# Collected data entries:
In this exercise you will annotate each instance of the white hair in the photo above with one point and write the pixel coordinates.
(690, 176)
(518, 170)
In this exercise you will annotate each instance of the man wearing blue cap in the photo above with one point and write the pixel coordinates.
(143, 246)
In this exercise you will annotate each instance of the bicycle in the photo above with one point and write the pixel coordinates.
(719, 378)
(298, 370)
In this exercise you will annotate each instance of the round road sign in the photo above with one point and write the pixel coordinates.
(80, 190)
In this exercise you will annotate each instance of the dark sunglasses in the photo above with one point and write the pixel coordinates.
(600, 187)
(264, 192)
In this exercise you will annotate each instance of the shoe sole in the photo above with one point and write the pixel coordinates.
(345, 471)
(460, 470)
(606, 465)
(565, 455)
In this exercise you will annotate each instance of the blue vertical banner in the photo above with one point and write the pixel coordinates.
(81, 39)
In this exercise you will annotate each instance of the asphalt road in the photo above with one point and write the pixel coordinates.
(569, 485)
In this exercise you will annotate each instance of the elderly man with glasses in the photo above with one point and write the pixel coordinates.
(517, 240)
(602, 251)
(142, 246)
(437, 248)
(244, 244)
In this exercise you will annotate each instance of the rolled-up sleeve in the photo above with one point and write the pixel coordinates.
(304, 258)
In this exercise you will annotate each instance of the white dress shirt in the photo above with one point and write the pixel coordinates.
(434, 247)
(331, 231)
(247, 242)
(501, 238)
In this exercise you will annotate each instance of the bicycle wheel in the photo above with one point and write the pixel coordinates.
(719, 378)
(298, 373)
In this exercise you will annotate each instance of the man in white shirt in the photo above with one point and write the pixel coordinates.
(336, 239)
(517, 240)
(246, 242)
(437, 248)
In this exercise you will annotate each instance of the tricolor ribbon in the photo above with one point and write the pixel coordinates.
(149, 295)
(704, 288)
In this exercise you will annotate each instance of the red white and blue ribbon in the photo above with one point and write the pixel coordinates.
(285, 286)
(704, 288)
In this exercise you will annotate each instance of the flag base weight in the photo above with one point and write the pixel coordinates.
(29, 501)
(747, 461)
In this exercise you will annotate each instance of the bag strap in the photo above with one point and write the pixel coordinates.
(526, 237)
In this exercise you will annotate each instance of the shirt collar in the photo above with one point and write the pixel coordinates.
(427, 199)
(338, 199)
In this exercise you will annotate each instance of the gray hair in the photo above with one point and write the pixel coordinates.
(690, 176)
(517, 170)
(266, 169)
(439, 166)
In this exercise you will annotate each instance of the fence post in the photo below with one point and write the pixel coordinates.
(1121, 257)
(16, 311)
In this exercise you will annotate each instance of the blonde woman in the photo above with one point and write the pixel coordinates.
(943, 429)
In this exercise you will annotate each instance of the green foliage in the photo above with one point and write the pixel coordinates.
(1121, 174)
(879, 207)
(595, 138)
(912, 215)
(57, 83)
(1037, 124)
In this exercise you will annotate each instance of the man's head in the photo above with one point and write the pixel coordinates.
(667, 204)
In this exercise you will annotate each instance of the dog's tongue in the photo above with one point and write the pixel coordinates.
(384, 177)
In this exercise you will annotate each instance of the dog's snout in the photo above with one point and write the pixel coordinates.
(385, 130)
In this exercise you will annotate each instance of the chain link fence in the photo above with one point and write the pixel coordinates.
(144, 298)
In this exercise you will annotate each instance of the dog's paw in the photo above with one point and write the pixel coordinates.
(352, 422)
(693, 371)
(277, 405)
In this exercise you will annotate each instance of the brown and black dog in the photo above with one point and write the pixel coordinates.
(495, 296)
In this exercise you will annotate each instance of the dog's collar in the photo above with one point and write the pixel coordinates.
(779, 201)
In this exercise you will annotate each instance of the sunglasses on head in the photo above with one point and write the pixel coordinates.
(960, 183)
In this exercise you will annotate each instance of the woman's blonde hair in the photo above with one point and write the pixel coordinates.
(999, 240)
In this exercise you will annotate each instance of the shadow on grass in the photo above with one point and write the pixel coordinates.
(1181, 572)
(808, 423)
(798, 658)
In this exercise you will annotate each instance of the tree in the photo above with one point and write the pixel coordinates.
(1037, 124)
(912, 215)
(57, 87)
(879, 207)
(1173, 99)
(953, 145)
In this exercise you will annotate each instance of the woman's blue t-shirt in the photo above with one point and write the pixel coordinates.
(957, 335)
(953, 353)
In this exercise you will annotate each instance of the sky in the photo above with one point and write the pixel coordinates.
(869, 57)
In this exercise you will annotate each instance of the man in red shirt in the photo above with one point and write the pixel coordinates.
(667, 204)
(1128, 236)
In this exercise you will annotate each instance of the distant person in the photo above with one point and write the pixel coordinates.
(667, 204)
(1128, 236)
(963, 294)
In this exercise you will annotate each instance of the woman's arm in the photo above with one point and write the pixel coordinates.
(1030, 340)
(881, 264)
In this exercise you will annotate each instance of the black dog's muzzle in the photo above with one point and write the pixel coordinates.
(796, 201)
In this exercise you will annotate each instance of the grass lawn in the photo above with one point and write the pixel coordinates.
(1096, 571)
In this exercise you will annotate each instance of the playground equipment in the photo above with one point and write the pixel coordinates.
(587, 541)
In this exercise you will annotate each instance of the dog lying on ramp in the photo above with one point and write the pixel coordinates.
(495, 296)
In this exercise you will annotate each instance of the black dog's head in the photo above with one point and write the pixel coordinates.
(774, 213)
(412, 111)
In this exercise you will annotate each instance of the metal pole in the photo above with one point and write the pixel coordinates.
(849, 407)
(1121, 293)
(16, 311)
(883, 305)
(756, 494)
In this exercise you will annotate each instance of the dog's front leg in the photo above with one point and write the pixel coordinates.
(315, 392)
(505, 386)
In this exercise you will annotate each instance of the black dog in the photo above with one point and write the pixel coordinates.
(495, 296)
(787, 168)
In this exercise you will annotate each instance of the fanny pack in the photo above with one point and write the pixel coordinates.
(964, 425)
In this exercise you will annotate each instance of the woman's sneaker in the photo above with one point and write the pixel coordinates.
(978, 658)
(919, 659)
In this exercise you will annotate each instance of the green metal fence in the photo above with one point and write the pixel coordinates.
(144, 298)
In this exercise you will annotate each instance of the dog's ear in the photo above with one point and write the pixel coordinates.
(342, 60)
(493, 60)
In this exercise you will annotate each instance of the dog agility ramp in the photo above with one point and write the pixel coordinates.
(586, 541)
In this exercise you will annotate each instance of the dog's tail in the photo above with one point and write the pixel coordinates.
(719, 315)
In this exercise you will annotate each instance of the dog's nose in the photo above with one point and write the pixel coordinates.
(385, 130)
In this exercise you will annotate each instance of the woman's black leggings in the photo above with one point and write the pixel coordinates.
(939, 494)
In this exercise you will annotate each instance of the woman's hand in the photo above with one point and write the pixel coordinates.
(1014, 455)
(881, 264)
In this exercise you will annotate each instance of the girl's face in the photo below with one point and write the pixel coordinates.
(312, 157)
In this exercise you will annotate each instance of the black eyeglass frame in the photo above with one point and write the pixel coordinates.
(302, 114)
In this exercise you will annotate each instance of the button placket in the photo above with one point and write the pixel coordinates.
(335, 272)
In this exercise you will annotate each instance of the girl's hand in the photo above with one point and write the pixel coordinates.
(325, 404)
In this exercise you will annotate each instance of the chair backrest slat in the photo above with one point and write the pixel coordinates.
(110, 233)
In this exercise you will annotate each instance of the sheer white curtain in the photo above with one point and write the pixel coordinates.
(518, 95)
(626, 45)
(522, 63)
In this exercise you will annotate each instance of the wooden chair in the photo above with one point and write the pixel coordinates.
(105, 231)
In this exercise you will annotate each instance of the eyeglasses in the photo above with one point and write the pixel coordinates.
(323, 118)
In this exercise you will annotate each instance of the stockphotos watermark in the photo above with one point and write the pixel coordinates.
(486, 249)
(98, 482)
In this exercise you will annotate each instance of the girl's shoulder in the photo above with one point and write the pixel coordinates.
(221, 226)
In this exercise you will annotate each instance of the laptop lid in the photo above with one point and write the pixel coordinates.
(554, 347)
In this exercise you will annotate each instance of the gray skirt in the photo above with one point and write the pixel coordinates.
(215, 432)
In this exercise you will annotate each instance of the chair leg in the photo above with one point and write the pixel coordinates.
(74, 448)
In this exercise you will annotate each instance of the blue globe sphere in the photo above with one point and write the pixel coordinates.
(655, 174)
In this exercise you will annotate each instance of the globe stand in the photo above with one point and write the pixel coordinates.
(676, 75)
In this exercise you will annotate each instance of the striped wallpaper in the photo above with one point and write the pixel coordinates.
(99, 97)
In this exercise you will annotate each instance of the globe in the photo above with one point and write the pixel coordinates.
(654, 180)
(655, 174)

# ACTIVITY:
All lines from the one that holds "the chair leg" to the end of the entries above must be transcribed exactly, both ends included, and no others.

# SOLUTION FOR THIS PROBLEM:
In this exercise you will annotate each instance of the chair leg in the photo above with one point and write the pixel coordinates.
(74, 448)
In this exercise you will annotate each instance of the blue globe sphere in the photo above with one point and write the pixel coordinates.
(655, 174)
In this exercise you will annotate each instance of the globe stand in the photo above with one point and write the pixel coordinates.
(676, 75)
In this exercise you will annotate each instance of the striped wallpaper in the photo above with one point and write the pixel coordinates.
(99, 97)
In this exercise you will annotate each instance of the globe in the photo above with one point and write the pixel coordinates.
(654, 180)
(655, 174)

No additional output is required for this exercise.